[begin Source data]
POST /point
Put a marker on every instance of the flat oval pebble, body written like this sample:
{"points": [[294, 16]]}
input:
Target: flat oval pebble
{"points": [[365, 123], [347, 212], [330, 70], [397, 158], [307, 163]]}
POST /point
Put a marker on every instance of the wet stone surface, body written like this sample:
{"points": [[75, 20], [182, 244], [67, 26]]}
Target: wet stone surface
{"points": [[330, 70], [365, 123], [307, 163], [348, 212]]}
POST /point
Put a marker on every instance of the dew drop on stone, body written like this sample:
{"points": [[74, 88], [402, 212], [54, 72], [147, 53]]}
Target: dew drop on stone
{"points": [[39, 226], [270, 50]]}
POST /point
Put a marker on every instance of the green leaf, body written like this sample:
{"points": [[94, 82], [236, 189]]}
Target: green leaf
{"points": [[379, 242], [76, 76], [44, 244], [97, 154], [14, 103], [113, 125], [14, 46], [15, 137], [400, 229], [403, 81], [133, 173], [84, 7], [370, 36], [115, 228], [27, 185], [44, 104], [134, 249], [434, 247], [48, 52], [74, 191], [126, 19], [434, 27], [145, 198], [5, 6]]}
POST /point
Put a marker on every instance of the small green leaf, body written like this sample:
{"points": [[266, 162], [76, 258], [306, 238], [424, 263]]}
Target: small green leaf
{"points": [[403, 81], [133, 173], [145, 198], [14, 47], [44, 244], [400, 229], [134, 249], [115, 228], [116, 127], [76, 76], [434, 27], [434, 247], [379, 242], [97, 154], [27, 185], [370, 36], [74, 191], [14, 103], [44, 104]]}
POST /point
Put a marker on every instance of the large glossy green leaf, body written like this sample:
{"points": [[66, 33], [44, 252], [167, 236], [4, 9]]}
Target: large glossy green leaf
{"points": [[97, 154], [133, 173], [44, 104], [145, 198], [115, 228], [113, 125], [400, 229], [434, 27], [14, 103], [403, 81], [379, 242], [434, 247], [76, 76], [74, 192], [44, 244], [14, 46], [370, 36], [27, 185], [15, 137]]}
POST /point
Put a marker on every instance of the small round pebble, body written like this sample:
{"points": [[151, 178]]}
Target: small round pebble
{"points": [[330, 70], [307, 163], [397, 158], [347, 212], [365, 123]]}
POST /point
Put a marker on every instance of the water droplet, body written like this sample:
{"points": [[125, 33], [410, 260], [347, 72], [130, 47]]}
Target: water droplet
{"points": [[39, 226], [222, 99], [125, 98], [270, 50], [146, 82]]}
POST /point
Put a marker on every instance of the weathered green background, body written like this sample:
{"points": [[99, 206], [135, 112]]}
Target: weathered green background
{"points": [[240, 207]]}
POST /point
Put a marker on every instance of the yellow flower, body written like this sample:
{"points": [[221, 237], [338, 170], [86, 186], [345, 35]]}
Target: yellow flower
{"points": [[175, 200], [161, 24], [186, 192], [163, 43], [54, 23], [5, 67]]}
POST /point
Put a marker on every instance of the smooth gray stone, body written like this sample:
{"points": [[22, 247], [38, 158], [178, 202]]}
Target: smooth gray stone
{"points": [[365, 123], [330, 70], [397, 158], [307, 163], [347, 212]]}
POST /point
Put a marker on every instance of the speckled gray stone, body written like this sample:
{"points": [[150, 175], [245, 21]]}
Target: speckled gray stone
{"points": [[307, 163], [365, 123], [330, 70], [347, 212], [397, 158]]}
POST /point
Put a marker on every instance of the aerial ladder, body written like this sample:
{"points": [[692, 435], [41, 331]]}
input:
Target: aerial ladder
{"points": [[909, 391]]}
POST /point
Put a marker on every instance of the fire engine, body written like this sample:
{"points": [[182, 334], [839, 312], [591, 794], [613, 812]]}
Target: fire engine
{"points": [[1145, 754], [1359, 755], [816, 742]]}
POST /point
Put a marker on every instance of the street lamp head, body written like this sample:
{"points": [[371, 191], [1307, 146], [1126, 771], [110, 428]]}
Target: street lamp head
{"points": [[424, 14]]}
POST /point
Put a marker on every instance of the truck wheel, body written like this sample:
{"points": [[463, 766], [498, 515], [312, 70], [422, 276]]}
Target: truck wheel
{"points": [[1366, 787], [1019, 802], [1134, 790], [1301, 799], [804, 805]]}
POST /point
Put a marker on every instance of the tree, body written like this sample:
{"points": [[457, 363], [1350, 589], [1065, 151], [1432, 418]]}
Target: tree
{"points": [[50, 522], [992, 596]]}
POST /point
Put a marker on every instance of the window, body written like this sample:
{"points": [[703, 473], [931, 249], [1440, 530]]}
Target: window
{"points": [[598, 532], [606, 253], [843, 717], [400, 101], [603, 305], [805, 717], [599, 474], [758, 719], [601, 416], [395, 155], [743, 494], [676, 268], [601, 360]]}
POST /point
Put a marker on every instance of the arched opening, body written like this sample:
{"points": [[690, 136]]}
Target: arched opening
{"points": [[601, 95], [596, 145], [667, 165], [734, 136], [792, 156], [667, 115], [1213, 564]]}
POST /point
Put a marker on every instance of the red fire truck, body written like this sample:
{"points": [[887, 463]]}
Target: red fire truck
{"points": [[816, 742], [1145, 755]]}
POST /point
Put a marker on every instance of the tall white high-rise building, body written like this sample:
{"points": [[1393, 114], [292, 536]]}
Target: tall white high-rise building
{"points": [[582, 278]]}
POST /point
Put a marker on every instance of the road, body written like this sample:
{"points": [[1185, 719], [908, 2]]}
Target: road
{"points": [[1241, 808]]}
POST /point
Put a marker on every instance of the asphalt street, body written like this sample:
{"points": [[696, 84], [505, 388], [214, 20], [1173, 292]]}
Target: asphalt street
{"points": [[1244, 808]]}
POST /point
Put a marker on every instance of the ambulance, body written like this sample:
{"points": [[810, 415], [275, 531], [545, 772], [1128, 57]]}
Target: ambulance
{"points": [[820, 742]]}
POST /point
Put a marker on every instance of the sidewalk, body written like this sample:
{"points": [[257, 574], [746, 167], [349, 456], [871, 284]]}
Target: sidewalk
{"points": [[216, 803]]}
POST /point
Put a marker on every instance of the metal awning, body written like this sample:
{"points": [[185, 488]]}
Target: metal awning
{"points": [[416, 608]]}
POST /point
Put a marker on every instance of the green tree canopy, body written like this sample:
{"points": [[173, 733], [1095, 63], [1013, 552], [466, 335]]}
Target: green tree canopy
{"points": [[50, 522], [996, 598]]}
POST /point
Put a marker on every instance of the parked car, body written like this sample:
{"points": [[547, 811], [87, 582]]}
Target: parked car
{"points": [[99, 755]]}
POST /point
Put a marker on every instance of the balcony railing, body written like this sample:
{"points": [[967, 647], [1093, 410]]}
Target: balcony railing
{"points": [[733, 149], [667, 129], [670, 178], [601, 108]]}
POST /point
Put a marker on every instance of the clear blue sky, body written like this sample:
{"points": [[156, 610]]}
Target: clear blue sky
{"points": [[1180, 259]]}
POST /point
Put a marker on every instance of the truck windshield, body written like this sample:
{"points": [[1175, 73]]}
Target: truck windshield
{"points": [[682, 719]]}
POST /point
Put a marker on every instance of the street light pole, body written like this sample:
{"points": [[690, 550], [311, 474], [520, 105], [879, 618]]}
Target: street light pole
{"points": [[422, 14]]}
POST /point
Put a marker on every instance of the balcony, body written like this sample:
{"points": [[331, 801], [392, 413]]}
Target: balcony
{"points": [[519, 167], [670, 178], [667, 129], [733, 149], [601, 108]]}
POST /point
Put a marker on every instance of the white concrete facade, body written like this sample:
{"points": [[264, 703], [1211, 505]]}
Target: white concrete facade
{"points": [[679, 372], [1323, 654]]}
[end Source data]
- Exercise
Provide an exact reproduction of all the entries shown above.

- The answer
POST /point
Put a marker on every instance of the flat oval pebble, body written like this sample:
{"points": [[294, 16]]}
input:
Target: flat oval pebble
{"points": [[365, 123], [347, 212], [330, 70], [397, 158], [307, 163]]}
POST /point
Put a marker on every instance of the wet stone surface, body written like this sample:
{"points": [[75, 20], [182, 244], [67, 26]]}
Target: wet stone surface
{"points": [[330, 70], [365, 123], [307, 163], [348, 212]]}
POST /point
Put a marker on every instance of the dew drop on stone, body written like this sample:
{"points": [[74, 88], [402, 212], [54, 72], [147, 53]]}
Target: dew drop on stone
{"points": [[39, 226], [270, 50]]}
POST /point
Put a marker on every instance of the green leaf, body written like this sample:
{"points": [[94, 82], [236, 189]]}
Target: green leaf
{"points": [[379, 242], [76, 76], [44, 244], [97, 154], [14, 103], [113, 125], [14, 46], [15, 137], [400, 229], [403, 81], [133, 173], [84, 7], [370, 36], [115, 228], [27, 185], [44, 104], [134, 249], [434, 247], [48, 52], [74, 191], [126, 19], [434, 27], [145, 198], [5, 6]]}
POST /point
Put a marker on every instance of the small green leaf, body written like this sample:
{"points": [[266, 162], [76, 258], [306, 238], [424, 263]]}
Target: small green leaf
{"points": [[403, 81], [133, 173], [145, 198], [14, 47], [44, 244], [400, 229], [134, 249], [115, 228], [116, 127], [76, 76], [434, 27], [434, 247], [379, 242], [97, 154], [27, 185], [370, 36], [74, 191], [14, 103], [44, 104]]}
POST /point
Put a marker on every instance of the large glossy green leaf, body written like this sample:
{"points": [[66, 33], [44, 252], [167, 236], [4, 9]]}
Target: large glossy green leaf
{"points": [[97, 154], [133, 173], [44, 104], [145, 198], [115, 228], [113, 125], [400, 229], [434, 27], [14, 103], [403, 81], [379, 242], [434, 247], [76, 76], [74, 192], [44, 244], [14, 46], [370, 36], [27, 185], [15, 137]]}
POST /point
Put a marker on every instance of the small round pebble, body written like this sample:
{"points": [[151, 178]]}
Target: small round pebble
{"points": [[330, 70], [307, 163], [397, 158], [347, 212], [365, 123]]}
POST /point
Put a marker on every instance of the water droplet, body written like this sample:
{"points": [[125, 33], [410, 260], [347, 72], [130, 47]]}
Target: water droplet
{"points": [[39, 226], [222, 99], [125, 98], [270, 50], [146, 82]]}
POST /point
Put a marker on every instance of the weathered green background, body written like this sample:
{"points": [[99, 206], [135, 112]]}
Target: weathered green background
{"points": [[240, 207]]}
POST /point
Put a marker on every instance of the yellow flower, body written like this sample:
{"points": [[221, 237], [338, 170], [86, 186], [345, 35]]}
Target: yellow flower
{"points": [[175, 200], [161, 24], [186, 192], [163, 43], [54, 23], [5, 67]]}
POST /point
Put a marker on every instance of the smooth gray stone, body written like this sample:
{"points": [[22, 247], [38, 158], [178, 202]]}
Target: smooth gray stone
{"points": [[365, 123], [330, 70], [397, 158], [307, 163], [347, 212]]}
POST /point
Put a marker on every instance of the speckled gray stone, body written like this sample:
{"points": [[150, 175], [245, 21]]}
Target: speckled gray stone
{"points": [[307, 163], [365, 123], [330, 70], [347, 212], [397, 158]]}
POST /point
Put a marker on every instance of the aerial ladder, body written like this sample:
{"points": [[692, 435], [41, 331]]}
input:
Target: aerial ladder
{"points": [[909, 391]]}
POST /point
Put a marker on every instance of the fire engine, body written like this sample:
{"points": [[182, 334], [839, 312], [591, 794], [613, 812]]}
Target: fire engine
{"points": [[1145, 754], [1359, 755], [816, 742]]}
POST /point
Put a marker on every instance of the street lamp head, body written like this sample:
{"points": [[371, 191], [1307, 146], [1126, 771], [110, 428]]}
Target: street lamp head
{"points": [[424, 14]]}
POST /point
Put a marker on every instance of the truck wheel, body written like this sample:
{"points": [[463, 766], [498, 515], [312, 70], [422, 276]]}
Target: truck wheel
{"points": [[1366, 787], [1019, 802], [1134, 790], [1301, 799], [804, 805]]}
POST /point
Put a marker on every instance of the tree, body written like this sample:
{"points": [[457, 363], [1350, 589], [1065, 151], [1432, 418]]}
Target: tree
{"points": [[50, 522], [992, 596]]}
POST /point
Put a marker on every instance of the window, body written like this sample:
{"points": [[703, 473], [931, 249], [1440, 530]]}
Target: window
{"points": [[598, 532], [606, 253], [843, 717], [400, 101], [603, 305], [805, 717], [599, 474], [758, 719], [601, 416], [395, 155], [743, 494], [676, 268], [601, 360]]}
POST /point
Put a marker on every instance of the arched opening, body written like this sample:
{"points": [[690, 136]]}
Target: arched opening
{"points": [[601, 95], [596, 145], [667, 165], [734, 136], [792, 156], [667, 115], [1213, 564]]}
POST /point
Put a marker on every instance of the red fire truck, body written like this sample:
{"points": [[887, 463]]}
Target: red fire truck
{"points": [[816, 742], [1145, 755]]}
POST /point
Put a marker on every instance of the tall white high-rise building, body written like this sample:
{"points": [[1393, 114], [292, 536]]}
Target: tall white high-rise building
{"points": [[582, 278]]}
POST /point
Put a marker on every instance of the road, body written like this sample:
{"points": [[1185, 719], [908, 2]]}
Target: road
{"points": [[1241, 808]]}
POST /point
Put a marker on every instance of the asphalt street, body written like this sample:
{"points": [[696, 84], [505, 388], [214, 20], [1173, 292]]}
Target: asphalt street
{"points": [[1244, 808]]}
POST /point
Put a marker on every instance of the ambulance, body written like this sample:
{"points": [[810, 415], [275, 531], [545, 772], [1128, 57]]}
Target: ambulance
{"points": [[820, 742]]}
POST /point
Put a marker on every instance of the sidewalk, body written like this sample:
{"points": [[257, 574], [746, 167], [349, 456], [871, 284]]}
Target: sidewalk
{"points": [[216, 803]]}
POST /point
Put a marker on every instance of the metal awning, body written like this sample:
{"points": [[185, 488]]}
Target: metal awning
{"points": [[416, 608]]}
POST /point
Put a marker on every instance of the green tree canopy, body written like this sample:
{"points": [[173, 733], [1095, 63], [1013, 552], [466, 335]]}
Target: green tree canopy
{"points": [[50, 522], [996, 598]]}
POST /point
Put a marker on every instance of the parked car, body written like this sample:
{"points": [[547, 811], [87, 582]]}
Target: parked car
{"points": [[99, 755]]}
POST /point
Put a marker on every instance of the balcony railing, body written like this sample:
{"points": [[967, 647], [1093, 410]]}
Target: balcony railing
{"points": [[733, 149], [667, 129], [670, 178], [601, 108]]}
POST /point
Put a marker on every instance of the clear blue sky, body written like this sample:
{"points": [[156, 610]]}
Target: clear blue sky
{"points": [[1180, 259]]}
POST /point
Put a marker on every instance of the truck windshield, body written like this sample:
{"points": [[1175, 73]]}
Target: truck windshield
{"points": [[682, 719]]}
POST /point
Put a marker on every instance of the street light pole, body written like this sample:
{"points": [[690, 550], [311, 474], [520, 105], [879, 618]]}
Target: street light pole
{"points": [[422, 14]]}
POST /point
Put a marker on every instance of the balcony, body written like this sample:
{"points": [[331, 801], [392, 413]]}
Target: balcony
{"points": [[519, 167], [670, 178], [667, 129], [733, 149], [601, 108]]}
POST /point
Put a marker on every instance of the white concrete facade, body written like this sample:
{"points": [[264, 703], [1211, 505]]}
Target: white concrete facade
{"points": [[679, 372], [1323, 654]]}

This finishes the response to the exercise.